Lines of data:
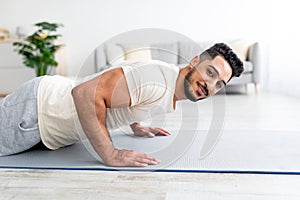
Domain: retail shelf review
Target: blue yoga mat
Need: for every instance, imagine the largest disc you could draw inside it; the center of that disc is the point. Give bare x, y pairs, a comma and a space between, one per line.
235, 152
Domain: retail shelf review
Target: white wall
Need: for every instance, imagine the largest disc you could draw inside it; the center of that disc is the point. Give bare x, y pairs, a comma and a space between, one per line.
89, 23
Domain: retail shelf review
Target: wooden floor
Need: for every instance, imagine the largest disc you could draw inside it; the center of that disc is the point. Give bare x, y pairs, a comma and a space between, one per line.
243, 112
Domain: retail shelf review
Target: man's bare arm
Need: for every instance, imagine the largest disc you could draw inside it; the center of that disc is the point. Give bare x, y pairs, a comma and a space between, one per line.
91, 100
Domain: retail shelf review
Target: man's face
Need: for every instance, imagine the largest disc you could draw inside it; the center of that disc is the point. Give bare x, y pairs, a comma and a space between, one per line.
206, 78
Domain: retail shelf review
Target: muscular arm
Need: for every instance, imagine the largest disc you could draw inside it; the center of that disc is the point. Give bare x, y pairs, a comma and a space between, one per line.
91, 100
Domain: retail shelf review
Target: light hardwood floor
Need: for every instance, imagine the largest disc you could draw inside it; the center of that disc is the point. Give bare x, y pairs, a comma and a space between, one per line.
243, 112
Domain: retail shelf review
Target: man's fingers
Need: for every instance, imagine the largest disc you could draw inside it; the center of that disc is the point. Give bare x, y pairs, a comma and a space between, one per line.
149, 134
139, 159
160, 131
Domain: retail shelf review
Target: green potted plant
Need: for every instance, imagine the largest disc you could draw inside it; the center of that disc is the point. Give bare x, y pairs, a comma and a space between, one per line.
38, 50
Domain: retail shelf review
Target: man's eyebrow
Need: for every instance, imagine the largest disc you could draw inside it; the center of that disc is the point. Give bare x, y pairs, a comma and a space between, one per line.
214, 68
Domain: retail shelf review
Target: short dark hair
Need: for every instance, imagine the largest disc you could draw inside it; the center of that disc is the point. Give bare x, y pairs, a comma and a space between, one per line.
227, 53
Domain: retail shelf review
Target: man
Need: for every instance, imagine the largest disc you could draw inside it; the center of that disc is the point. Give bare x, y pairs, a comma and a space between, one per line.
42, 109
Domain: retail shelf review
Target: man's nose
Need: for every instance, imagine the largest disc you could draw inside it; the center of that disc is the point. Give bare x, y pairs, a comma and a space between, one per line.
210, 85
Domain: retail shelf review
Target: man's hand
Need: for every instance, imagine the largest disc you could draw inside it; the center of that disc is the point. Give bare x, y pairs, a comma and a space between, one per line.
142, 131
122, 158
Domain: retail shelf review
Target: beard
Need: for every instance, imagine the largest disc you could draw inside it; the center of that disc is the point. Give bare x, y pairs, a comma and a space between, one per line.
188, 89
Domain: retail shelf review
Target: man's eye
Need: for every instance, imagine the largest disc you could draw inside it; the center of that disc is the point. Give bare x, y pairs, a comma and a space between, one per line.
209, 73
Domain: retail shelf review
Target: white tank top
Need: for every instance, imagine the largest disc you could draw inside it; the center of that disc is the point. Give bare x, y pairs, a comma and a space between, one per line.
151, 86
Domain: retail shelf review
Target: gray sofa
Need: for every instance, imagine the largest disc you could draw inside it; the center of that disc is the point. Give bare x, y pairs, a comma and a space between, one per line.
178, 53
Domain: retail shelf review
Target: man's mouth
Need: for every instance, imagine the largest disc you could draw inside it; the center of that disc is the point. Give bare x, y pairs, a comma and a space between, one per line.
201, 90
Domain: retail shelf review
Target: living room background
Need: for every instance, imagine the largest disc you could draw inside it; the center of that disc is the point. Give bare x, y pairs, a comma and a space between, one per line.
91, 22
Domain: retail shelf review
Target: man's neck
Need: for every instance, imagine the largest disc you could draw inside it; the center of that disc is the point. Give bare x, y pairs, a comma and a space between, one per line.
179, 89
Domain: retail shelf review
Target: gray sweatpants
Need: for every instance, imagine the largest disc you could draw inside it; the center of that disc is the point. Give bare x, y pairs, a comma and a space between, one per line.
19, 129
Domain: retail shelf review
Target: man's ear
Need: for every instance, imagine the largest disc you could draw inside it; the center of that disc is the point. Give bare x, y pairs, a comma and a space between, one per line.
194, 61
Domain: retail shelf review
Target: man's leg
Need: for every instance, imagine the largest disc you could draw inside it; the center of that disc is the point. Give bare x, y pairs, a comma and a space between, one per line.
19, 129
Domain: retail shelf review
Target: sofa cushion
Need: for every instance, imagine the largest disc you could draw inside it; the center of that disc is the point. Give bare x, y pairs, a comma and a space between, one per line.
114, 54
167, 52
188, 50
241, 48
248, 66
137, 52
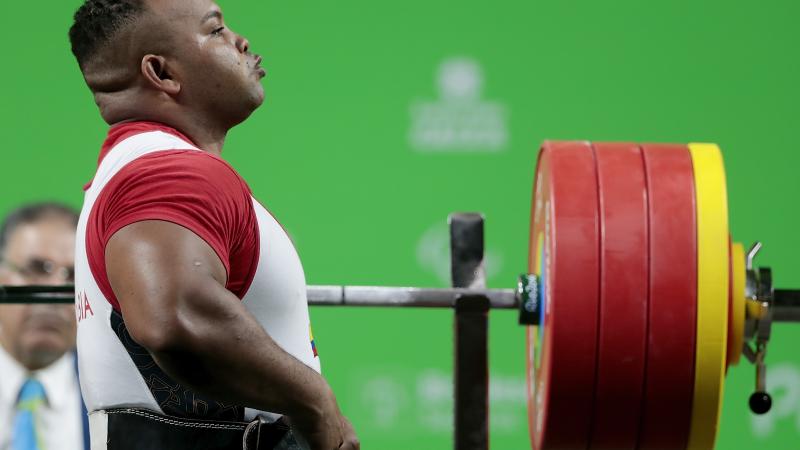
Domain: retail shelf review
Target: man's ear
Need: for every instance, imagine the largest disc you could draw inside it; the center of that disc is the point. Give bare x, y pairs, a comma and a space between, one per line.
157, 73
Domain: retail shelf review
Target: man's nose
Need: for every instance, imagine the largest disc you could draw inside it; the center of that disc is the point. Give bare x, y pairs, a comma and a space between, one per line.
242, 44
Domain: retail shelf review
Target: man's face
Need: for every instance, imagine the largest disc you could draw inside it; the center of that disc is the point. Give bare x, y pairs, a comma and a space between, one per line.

## [What the exercise asks]
Output the data exactly. Pictures don't belong in the result.

## [Task answer]
Domain: retail shelf review
Target: blue yoga mat
Need: for every instance, imagine the largest disc you could draw inside it; the center of that disc is the point. Give bare x, y pairs, a comma and a space between, one per line.
235, 152
Domain: retail shelf review
Target: white wall
Need: for every instance, imagine the largest disc you could draw inside it; the center of that disc is the point. Give bare x, y pairs, a comma and a space between, one per line.
89, 23
Domain: retail shelf review
Target: wooden floor
Need: for every instance, imagine the largest disc you could draw inside it; the center of that disc is the point. Give bare x, y pairs, a comma and a space between, one per line.
243, 112
Domain: retail shelf review
Target: man's bare arm
Need: for every instance, imagine the largest disc you could draw inside it; the center of that disc is the point. Give bare x, y pairs, a comma and a space between, one per line.
91, 100
Domain: retail shelf review
Target: man's face
Need: for every instance, imagine the largest disc you could draw inside it; the center of that disc is the point. Give bare x, y pairs, a comma and a space between, one per line.
206, 78
Domain: retail shelf review
Target: muscular arm
Need: for every instance, imagine the largest disc you could draw inside it; the center of that disc is the point. Give bare x, y pairs, a comma and a space between, one per line.
91, 100
Domain: retail shelf review
Target: light hardwood floor
Need: for every instance, imagine the largest disc you could draw inside it; the center of that disc is the point. Give bare x, y pairs, a comma and a space between, one per line.
243, 112
Domain: retail shelf review
Target: man's fingers
Need: for every instance, imagine the largest disc you could draw inside it; the center of that disc is the point. Give bare x, y pairs, a comma and a space between, one per line.
149, 134
139, 159
160, 131
Domain: retail shelf review
Target: green potted plant
Need: for every instance, imagine the largest disc you could draw inside it; the center of that disc is the point. Give bare x, y pairs, a comma and a space between, one per line.
38, 50
Domain: retail shelf review
Target: man's eyebrow
Need: for every instance, imagine the largest disc you could draw inside it; the center of that disc is the point. Give bare x, y pairs, a comma and a space between, one per line.
214, 68
Domain: retail shelf review
Target: short dark hair
Need: for every instance, imagine the largest disc you could draw inside it; the center of that disc is the point. Give bare x, y pairs, a comma and a space between, one per line.
227, 53
Domain: retail shelf review
Target: man
Need: for every instance, imagine the largest disc you could draw inside it; the center of that disc is the point. Give bare x, y pairs, a comma and a space between, one per line.
42, 109
Domain: retail shelf review
Target: man's nose
Need: for every instance, imagine the largest disc you could draw inside it; the center of that disc is the point. Give bare x, y pairs, a comma and a space between, one per line.
210, 85
Domain: retail shelf review
Target: man's hand
Need: for every instance, imagine the largest disc you could draw inside it; the center of that disc is the point. Give bare x, y pairs, a comma and a space between, one per line.
142, 131
122, 158
Domain: retail shelf review
Target: beard
Need: for every instance, imagine the largest disc you could draw inside it; the center of that disc is the point. Give bare x, y pairs, a comma and a space between, one per line.
188, 89
Domain: retail shelf review
Target: man's eye
Need: for every instance, imagine the largest disc you could draw inside it; the center of that disc is the point. Give bare x, y pairs, a comma and a space between, one per line.
209, 73
Domain: retail shelf review
Target: white tank top
Need: for every instance, imagine the largest disc you could draw inside it; the center of that disc is the point. Give bare x, y pairs, a comma and a space between, one per line.
151, 86
Domain: retail shelf review
Target: gray sofa
Need: for every instance, imagine the largest disc you could draw inside it; the center of that disc is the point. Give bare x, y pairs, a comma and a space between, one per line.
178, 53
Domain: retail shelf review
Target: man's mouth
Need: for every instance, imagine the largest disc you could draw inside it; the center of that disc is the point. Give bare x, y pairs, a comma and a space between, one per line.
201, 90
Domain: retail shelf review
Target: living room background
Need: for every instance, imagine the largest disc you could draw inside it; the center of that disc is the point. Give bare x, y pairs, a comma and a space between, one per line.
91, 22
Domain: retail shelf review
Target: man's neck
Need: for every instance, imagine the largest disc you could draw inside it; the center of that disc is the point. Give bare x, y pairs, a comma and a space between, one per line.
179, 89
Domain: retail shelf review
Target: gray sweatpants
Need: for every instance, imagine the largest disc you could draw inside it; the center of that disc is the point. Give bare x, y pairs, a comma and a space between, one per line.
19, 129
Domain: retail shelf review
Target: man's ear
Need: for every instance, imagine the largest disc you could draw inside it; the center of that disc is the point. Give bare x, y pairs, a comma and a space between, one per line.
194, 61
Domain: retail shelf review
Target: man's leg
Need: for every instance, imagine the largest disc you could draw inside it; the center of that disc is the point. Give bare x, y pairs, a comma and a space between, one per line.
19, 129
Domain: retail shelf review
Target: sofa cushion
Need: for every instance, imagine the largest disc you could draw inside it; the center of that disc is the point. Give bare x, y pairs, a comma and a space between, one per line.
114, 54
167, 52
188, 50
241, 48
248, 66
137, 52
Domain: retail shelf review
Target: man's ear
Need: for every instance, imagine the largest disc you could draw inside it; the center of that disc is the point. Give bare x, y pairs, a comma and a space between, one per line.
157, 73
Domain: retail shelf review
Target: man's nose
Need: for every instance, imagine the largest disc you could draw inside it; the center of that disc is the point. Give bare x, y pairs, a comma and a space between, one per line.
242, 44
Domain: retail shelf review
Target: man's face
Need: for every instance, imagine the largest disc you could draw inside it; the center of that disc is the point. Give bare x, y pairs, a comma and a space between, one per line.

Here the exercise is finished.